*Stated problem*. Output the rows from the one containing "Return boxes for any forest floor present." through the one containing "[112,80,211,168]", copying each row word for word with nothing changed.

*Source data*.
**********

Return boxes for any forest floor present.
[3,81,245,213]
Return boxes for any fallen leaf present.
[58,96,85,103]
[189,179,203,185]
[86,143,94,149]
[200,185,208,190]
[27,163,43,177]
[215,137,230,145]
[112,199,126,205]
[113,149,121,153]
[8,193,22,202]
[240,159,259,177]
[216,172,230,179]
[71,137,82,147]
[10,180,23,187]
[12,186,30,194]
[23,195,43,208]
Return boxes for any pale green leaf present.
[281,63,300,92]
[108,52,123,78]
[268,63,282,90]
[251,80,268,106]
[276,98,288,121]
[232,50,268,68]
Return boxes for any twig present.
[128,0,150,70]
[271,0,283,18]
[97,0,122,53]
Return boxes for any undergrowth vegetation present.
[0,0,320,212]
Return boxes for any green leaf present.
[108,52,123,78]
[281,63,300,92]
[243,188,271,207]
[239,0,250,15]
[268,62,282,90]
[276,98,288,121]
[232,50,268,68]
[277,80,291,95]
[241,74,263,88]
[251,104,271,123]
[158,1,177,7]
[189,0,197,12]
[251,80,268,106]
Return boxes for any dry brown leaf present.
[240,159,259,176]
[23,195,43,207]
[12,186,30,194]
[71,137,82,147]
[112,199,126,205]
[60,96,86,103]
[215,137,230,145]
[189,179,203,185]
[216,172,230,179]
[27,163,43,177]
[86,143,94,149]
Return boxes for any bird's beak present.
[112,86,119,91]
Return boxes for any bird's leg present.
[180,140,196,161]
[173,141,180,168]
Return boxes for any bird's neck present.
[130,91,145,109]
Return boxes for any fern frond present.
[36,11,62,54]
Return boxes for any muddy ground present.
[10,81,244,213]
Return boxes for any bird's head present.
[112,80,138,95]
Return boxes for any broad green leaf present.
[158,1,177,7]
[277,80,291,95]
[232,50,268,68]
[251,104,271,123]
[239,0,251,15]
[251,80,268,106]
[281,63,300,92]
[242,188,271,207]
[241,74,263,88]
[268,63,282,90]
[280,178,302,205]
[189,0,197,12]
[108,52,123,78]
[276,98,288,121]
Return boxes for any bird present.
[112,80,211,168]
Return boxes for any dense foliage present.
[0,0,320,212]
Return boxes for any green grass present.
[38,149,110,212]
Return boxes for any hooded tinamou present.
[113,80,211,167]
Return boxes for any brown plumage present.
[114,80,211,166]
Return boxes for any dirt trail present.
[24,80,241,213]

**********

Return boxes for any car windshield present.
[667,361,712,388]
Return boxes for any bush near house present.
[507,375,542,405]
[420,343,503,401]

**********

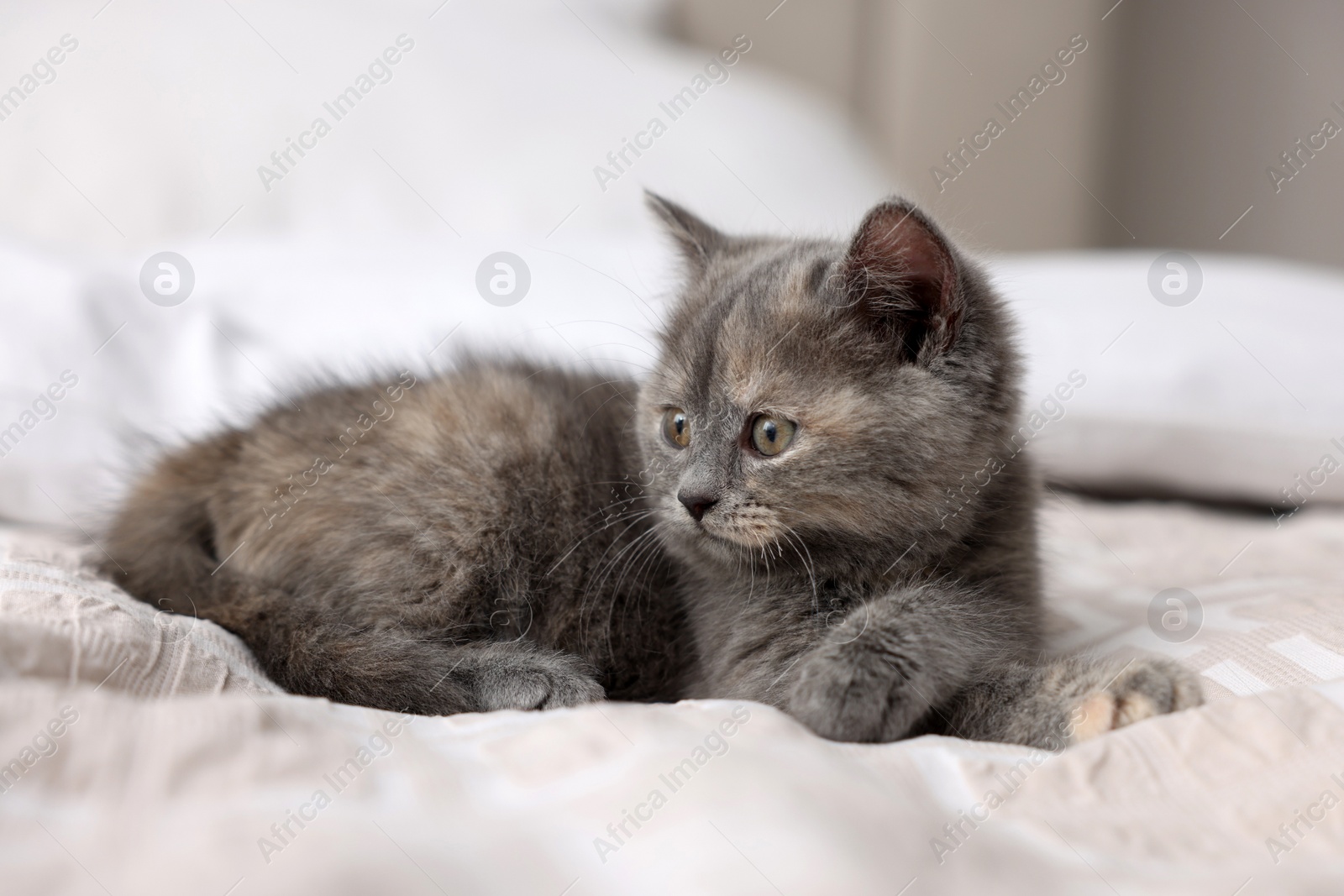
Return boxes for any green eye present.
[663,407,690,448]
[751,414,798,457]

**********

*Finished answer*.
Return boxes for any forest floor present.
[3,81,245,213]
Return boxes for any fallen leaf present.
[58,96,85,103]
[189,179,203,185]
[86,143,94,149]
[200,185,208,190]
[27,163,43,177]
[215,137,230,145]
[112,199,126,205]
[113,149,121,153]
[8,193,22,202]
[240,159,259,177]
[216,172,230,179]
[71,137,82,147]
[10,180,23,187]
[12,186,30,194]
[23,195,43,208]
Return boxes for any pale green leaf present.
[281,63,300,92]
[108,52,123,78]
[268,63,282,90]
[251,80,268,106]
[276,98,288,121]
[232,50,268,68]
Return boxes for any twig present.
[128,0,150,70]
[271,0,283,18]
[97,0,122,53]
Return boxes for any undergrowth vegetation present.
[0,0,320,212]
Return boxes for any green leaf present.
[108,52,123,78]
[281,63,300,92]
[243,188,271,207]
[239,0,250,15]
[268,62,282,90]
[276,98,288,121]
[232,50,268,68]
[277,80,291,95]
[241,74,263,88]
[251,104,271,123]
[158,1,177,7]
[189,0,197,12]
[251,80,268,106]
Return boxes for any dry brown leaf present.
[240,159,259,176]
[23,195,43,207]
[12,186,30,194]
[71,137,82,147]
[112,199,126,205]
[60,96,86,103]
[215,137,230,145]
[189,179,203,185]
[216,172,230,179]
[27,163,43,177]
[86,143,94,149]
Return boxes for any bird's beak present.
[112,86,119,91]
Return boxes for any bird's leg present.
[180,140,196,161]
[173,141,180,168]
Return boxes for any bird's neck present.
[130,91,145,109]
Return boxes for any fern frond present.
[36,11,62,54]
Return boxes for any muddy ground present.
[10,81,244,213]
Return boxes for any bird's head present.
[112,80,138,95]
Return boxes for any broad green leaf present.
[158,1,177,7]
[277,80,291,95]
[232,50,268,68]
[251,104,271,123]
[239,0,251,15]
[251,80,268,106]
[281,63,300,92]
[242,188,271,207]
[241,74,263,88]
[268,63,282,90]
[280,178,302,205]
[189,0,197,12]
[108,52,123,78]
[276,98,288,121]
Return boxes for any bird present.
[112,80,211,168]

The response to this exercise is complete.